Document segment
Roles of DefCOM nodes
DefCOM provides added functionality to existing defenses so they can
collaborate in DDoS detection and response. The nodes in the DefCOM overlay
are classified into three categories, based on the functionality they
provide during the attack:
- Alert generator. The functionality
is deployed on a native node (router) close to the victim, which may
have any sophisticated attack detection mechanism, such as [1].
It receives an attack detection signal from its native node and sends
the alert message to all other DefCOM nodes through the overlay. It
is Alert generator knows the limits of the victim's resources
- Classifier. The functionality is
deployed on a native node close to the source, which can perform traffic
differentiation such as [2]. A classifier
receives packets from its native node, stamped with the legitimate or
suspicious mark it negotiated with this node. It restamps the packets
with stamps it negotiated with its peers, which ensures priority handling
for stamped traffic downstream.
- Rate-limiter. The functionality
is deployed in a native node (router), which performs a weighted fair
share algorithm (such as [3]) for prioritization
between legitimate and suspicious traffic class, and to drop unstamped
traffic. The rate limiter reclassifies traffic it receives based on
incoming traffic stamps and the amount of traffic received from each
peer. Traffic is reclassified as legitimate, suspicious or unstamped
and it is given to the weighted fair share algorighm.
Each native node can deploy one or more functionalities, depending on
its resources and the authorization within the overlay, but the placement
of nodes facilitates some functionalities better than others.
Operation

- Packet Stamping. DefCOM uses packet stamping to prioritize
traffic and to ensure safe delivery of legitimate traffic to a victim
of a flooding attack. Every node has a legitimate and a suspicious stamp,
which is a number to be placed in a packet's IP header. The node
communicates these stamps to all its peers over the secure channel.
All node's peers must choose locally unique stamps so that no
two peers of a given node have the same stamp.
During an attack, every packet that goes to the victim is intercepted
by a DefCOM node and stamped with a legitimate or suspicious stamp (according
to traffic classification rules in Section 2.4), or it is dropped due
to rate limiting. The stamp is placed in the ID field of the IPv4 header
(IPID field), which is normally used for fragmented packet identification.
While it is undesirable to compromise reassembly of fragmented packets,
the damage from this will be minimal for these reasons: (1) fragmented
packets represent a very small portion (0.25%) of the Internet's
traffic as discussed in [4], and (2) DefCOM
only stamps traffic going to the victim during the attack, so the unwanted
fragmented traffic loss is limited only to the victim
- Alarm propagation. The native node of alert generator
detects the attack. The alert generator generates an alarm message (ALRM)

Supplied information

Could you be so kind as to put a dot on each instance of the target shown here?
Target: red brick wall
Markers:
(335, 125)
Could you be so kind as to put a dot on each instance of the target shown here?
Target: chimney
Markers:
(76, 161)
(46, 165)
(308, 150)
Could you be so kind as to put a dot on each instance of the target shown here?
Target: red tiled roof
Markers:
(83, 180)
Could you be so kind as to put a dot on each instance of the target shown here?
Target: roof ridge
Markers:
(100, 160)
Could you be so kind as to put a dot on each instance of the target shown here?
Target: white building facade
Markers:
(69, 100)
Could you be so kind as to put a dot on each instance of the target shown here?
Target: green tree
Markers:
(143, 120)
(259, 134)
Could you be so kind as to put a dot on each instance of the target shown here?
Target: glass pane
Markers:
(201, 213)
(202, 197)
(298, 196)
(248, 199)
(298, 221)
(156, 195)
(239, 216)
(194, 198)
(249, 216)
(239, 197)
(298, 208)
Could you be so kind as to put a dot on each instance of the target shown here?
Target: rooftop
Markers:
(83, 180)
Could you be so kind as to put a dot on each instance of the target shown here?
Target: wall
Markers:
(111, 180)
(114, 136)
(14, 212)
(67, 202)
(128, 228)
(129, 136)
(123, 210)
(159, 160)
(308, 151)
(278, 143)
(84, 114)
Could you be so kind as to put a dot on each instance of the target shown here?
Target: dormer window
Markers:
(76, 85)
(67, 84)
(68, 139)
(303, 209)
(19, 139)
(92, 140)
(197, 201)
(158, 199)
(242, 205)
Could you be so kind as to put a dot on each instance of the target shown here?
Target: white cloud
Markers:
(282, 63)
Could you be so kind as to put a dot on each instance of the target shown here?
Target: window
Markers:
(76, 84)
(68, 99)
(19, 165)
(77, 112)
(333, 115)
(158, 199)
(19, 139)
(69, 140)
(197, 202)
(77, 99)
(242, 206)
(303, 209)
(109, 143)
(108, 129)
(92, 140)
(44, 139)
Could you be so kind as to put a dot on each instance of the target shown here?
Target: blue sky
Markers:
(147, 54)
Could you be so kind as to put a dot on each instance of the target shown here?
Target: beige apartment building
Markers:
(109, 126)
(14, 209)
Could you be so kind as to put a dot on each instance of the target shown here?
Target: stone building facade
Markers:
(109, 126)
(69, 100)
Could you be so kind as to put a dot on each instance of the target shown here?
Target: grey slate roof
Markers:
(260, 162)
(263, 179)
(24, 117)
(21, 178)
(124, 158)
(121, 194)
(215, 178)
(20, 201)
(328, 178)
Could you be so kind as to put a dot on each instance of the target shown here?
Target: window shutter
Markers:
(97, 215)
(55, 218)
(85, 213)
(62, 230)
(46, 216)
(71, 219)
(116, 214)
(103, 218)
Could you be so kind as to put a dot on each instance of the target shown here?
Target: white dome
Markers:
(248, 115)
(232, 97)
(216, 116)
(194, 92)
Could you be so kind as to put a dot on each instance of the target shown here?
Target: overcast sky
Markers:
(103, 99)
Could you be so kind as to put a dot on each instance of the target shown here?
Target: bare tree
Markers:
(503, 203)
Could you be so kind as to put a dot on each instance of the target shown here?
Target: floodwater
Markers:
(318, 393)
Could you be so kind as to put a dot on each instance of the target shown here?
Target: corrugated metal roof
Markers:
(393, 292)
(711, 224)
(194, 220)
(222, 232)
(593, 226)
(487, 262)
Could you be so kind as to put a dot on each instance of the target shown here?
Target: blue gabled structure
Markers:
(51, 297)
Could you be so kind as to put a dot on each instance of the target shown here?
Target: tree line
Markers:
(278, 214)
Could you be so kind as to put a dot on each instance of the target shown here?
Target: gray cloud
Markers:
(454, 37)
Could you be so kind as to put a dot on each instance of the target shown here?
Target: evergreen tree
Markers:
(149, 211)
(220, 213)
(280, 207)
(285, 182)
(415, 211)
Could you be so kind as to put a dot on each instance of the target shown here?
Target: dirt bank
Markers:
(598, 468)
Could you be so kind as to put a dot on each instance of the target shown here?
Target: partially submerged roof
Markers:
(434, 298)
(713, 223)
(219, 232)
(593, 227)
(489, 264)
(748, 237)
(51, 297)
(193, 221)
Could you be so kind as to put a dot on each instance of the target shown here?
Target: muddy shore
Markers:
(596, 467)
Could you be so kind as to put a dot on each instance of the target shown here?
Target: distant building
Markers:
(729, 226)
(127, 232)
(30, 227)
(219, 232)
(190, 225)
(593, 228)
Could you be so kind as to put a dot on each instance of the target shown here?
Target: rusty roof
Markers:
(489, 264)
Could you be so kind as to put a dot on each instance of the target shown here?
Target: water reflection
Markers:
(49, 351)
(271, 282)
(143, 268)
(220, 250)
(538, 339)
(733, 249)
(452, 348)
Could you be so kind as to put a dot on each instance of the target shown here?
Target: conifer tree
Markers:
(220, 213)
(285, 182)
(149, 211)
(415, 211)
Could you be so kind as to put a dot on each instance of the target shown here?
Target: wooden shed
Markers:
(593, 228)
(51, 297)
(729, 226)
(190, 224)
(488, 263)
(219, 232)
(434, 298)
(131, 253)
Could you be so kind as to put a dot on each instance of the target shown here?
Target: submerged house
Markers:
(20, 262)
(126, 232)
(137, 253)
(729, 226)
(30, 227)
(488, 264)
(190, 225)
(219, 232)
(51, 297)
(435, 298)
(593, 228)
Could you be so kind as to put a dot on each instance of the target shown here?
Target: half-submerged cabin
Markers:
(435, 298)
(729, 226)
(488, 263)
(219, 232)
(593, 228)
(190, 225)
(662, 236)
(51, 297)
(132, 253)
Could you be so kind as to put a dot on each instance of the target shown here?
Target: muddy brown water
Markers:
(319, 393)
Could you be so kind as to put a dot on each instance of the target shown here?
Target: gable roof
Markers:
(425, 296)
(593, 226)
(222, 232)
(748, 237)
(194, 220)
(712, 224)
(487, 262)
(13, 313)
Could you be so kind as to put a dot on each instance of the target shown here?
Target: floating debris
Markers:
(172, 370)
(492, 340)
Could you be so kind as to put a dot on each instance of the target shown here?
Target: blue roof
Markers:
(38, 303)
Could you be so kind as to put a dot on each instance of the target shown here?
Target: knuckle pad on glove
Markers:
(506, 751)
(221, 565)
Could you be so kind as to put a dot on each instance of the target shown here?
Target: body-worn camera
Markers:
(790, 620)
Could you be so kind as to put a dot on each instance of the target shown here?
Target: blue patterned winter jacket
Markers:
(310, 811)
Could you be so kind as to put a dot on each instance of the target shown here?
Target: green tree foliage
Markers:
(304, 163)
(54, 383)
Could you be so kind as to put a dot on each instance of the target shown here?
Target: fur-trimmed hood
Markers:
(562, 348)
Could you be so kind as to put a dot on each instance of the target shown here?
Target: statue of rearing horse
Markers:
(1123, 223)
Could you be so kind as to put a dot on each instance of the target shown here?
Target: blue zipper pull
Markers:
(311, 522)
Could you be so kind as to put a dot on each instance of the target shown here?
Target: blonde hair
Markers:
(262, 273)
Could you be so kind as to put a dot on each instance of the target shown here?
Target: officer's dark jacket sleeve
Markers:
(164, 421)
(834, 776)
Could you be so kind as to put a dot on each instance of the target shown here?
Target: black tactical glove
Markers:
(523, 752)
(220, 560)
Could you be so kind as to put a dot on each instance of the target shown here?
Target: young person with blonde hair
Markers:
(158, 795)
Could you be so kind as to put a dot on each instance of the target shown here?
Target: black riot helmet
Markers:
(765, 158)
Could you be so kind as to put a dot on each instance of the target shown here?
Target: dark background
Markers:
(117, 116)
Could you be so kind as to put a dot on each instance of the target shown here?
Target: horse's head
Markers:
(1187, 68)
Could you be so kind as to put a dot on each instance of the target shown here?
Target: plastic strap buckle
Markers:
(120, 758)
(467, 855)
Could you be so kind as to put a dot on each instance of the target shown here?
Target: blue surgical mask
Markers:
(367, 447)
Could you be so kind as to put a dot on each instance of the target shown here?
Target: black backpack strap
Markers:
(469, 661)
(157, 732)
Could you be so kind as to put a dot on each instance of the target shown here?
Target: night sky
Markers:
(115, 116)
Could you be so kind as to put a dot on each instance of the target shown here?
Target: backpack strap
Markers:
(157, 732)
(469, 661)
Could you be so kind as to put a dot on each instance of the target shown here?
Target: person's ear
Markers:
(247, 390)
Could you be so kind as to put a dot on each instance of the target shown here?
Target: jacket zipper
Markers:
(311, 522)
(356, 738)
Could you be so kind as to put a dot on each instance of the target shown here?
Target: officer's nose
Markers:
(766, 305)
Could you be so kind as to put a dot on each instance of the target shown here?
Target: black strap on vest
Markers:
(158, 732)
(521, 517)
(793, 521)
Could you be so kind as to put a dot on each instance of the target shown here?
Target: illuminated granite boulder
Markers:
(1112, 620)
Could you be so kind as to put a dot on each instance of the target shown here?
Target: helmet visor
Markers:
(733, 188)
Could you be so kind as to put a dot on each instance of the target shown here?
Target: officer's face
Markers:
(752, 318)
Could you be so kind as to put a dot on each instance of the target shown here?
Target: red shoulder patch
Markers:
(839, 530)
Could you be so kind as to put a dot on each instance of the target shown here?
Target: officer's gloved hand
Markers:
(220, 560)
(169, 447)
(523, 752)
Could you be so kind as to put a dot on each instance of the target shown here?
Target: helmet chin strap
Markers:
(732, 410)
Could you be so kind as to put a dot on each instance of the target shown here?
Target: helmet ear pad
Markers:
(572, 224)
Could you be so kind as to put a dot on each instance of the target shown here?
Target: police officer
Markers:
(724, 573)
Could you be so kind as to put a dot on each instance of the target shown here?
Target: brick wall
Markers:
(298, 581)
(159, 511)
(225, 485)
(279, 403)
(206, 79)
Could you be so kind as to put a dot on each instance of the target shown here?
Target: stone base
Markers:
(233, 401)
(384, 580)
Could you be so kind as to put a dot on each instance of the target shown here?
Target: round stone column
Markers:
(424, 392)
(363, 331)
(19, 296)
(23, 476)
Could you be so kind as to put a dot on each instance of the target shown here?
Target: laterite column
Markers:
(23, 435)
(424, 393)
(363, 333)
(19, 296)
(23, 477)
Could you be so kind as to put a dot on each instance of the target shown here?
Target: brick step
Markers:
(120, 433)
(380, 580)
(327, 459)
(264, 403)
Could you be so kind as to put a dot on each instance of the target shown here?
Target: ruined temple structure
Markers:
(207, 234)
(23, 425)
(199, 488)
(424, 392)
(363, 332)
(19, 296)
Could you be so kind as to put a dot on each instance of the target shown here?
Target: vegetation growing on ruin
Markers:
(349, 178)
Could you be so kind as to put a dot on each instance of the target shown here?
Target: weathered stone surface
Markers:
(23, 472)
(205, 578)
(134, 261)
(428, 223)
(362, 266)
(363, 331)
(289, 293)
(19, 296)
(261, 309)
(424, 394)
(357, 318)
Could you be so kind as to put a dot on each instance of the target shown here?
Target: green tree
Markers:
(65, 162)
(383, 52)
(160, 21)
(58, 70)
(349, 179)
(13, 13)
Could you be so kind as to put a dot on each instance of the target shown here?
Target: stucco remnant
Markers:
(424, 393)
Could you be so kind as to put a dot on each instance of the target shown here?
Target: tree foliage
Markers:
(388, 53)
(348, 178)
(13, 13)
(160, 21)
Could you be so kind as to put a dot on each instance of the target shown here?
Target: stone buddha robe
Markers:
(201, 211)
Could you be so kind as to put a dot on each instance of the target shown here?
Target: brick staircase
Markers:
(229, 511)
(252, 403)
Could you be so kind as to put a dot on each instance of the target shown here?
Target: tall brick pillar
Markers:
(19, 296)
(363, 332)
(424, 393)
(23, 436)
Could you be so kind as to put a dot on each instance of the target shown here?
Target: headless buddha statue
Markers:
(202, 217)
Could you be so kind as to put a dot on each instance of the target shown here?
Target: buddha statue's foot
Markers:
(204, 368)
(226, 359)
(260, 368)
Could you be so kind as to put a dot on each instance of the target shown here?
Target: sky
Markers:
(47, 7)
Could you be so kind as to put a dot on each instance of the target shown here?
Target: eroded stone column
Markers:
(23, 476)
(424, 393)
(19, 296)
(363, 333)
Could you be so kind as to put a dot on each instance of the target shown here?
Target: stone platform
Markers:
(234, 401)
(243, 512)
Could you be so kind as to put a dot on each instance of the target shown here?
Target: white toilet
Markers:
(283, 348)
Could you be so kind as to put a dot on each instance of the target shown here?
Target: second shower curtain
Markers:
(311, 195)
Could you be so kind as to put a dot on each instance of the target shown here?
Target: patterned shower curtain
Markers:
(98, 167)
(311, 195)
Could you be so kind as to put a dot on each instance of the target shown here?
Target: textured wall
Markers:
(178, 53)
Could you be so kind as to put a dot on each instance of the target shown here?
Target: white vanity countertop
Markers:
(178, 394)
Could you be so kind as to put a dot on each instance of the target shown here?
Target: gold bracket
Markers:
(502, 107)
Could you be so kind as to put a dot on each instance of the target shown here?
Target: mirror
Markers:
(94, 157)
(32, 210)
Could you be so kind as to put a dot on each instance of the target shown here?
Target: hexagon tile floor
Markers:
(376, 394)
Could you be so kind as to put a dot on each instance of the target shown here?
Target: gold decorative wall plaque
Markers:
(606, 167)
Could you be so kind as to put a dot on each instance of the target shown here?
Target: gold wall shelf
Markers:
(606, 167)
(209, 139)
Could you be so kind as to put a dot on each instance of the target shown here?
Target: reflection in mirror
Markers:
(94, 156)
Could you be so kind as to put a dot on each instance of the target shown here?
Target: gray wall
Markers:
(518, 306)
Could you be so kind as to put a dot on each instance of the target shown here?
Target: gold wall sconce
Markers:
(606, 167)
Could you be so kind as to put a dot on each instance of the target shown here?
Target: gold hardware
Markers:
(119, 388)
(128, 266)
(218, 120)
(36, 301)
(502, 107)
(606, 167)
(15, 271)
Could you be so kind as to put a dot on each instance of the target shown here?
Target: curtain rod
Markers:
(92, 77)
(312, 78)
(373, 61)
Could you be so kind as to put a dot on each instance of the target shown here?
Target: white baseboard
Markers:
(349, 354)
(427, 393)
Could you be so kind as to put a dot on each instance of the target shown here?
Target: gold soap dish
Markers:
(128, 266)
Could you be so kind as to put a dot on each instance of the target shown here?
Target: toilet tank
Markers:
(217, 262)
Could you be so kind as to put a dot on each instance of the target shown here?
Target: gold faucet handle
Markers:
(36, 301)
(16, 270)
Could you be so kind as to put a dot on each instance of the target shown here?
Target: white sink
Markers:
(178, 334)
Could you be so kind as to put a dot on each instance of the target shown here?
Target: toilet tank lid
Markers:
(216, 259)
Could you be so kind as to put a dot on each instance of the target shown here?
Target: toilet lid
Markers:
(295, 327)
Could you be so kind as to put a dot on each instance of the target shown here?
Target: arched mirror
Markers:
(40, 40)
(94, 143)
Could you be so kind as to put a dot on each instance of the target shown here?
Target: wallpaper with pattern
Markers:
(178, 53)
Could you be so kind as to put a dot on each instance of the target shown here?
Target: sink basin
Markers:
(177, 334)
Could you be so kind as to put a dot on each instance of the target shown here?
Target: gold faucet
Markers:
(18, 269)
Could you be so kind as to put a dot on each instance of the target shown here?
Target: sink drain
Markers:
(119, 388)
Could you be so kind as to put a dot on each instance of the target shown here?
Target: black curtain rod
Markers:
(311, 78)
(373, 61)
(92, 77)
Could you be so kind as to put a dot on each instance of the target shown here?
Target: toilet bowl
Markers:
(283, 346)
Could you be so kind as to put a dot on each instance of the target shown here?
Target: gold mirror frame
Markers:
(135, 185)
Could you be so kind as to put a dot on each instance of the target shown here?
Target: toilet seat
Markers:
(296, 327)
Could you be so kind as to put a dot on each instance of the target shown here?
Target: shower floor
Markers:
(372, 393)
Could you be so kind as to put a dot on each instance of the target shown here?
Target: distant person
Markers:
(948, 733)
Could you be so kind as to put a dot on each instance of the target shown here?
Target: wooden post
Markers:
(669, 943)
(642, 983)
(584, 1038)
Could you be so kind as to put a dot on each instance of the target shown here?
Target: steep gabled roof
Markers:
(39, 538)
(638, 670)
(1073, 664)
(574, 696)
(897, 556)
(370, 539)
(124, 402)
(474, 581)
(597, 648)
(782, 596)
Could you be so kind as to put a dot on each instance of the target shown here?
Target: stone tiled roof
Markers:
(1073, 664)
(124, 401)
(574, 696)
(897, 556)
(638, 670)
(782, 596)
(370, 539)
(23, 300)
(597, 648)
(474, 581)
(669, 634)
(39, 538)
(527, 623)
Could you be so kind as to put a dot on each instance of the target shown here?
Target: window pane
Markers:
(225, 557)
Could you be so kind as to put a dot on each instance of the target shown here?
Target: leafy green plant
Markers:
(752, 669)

Work to do
1. According to the DefCOM description, why does placing stamps in the IPID field do only minimal harm to the reassembly of fragmented packets? Answer in one to three sentences.
2. Continue the DefCOM description from its last sentence.
The data is not needed for this work.

Replies
1. Fragmented packets make up a very small share of Internet traffic, about 0.25%. DefCOM also stamps only traffic going to the victim during an attack, so any loss of fragmented traffic is limited to the victim.

2.
containing the victim's IP address and resource limits (denoted by RLM).The
alarm message is flooded to all DefCOM nodes in a controlled manner
to avoid large message duplication. The alert generator sends ALRM message
to all its peers in a control manner. When a DefCOM node receives an
ALRM for the first time, it starts monitoring and policing traffic according
to its functionality (classifier or rate-limiter). We say that this
DefCOM node is now active. Only traffic going to the victim will be
policed and all other traffic is not affected by DefCOM.
- Traffic tree construction. Every active DefCOM node
stamps packets it forwards to the victim with its legitimate or suspicious
stamp. A node that observes traffic stamped with its peer's stamp designates
this peer as a “child” and informs it through a PARENT message
that it has acquired a parent. A node that receives a PARENT message
designates its originator as a “parent”. Parent-child relationships
are recorded in the PeerTable.
- Traffic policing. Excess traffic to the victim is
shaped and controlled by rate-limiter nodes that learn the victim's
resource limits (RLM) from alarm messages and enforce them. A rate-limiter
reclassifies each packet based on its incoming stamp and the perceived
aggressiveness of the DefCOM child who forwarded it using the following
approach:
- If this child sends traffic (with any stamp) that exceeds RLM
in last T seconds, it will be considered aggressive and all its
packets will be reclassified as unstamped during the current second.
Note that this can only happen if the child is malicious, since
every DefCOM node applies rate limiting to traffic going to the
victim and should send below RLM. Otherwise, legitimate and suspicious
classifications are preserved.
- If the total unstamped traffic does not exceed RLM in last Tseconds,
it will be considered nonaggressive and reclassified as suspicious.
Otherwise DefCOM preserves the unstamped classification.
After reclassification, packets are either marked with the legitimate
or suspicious stamp, or their stamp is removed, and they are passed
to the native node. The native node should drop unstamped traffic and
apply weighted fair sharing to prioritize marked-legitimate over marked-suspicious
traffic.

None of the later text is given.